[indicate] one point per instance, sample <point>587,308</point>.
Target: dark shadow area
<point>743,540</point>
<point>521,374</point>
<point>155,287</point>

=== What you have to do ===
Pull every line of the listing above out word for word, leaving each one unchanged.

=== Solved exercise ===
[indicate] one point per instance, sample <point>587,308</point>.
Target: dark shadow area
<point>743,540</point>
<point>521,374</point>
<point>155,287</point>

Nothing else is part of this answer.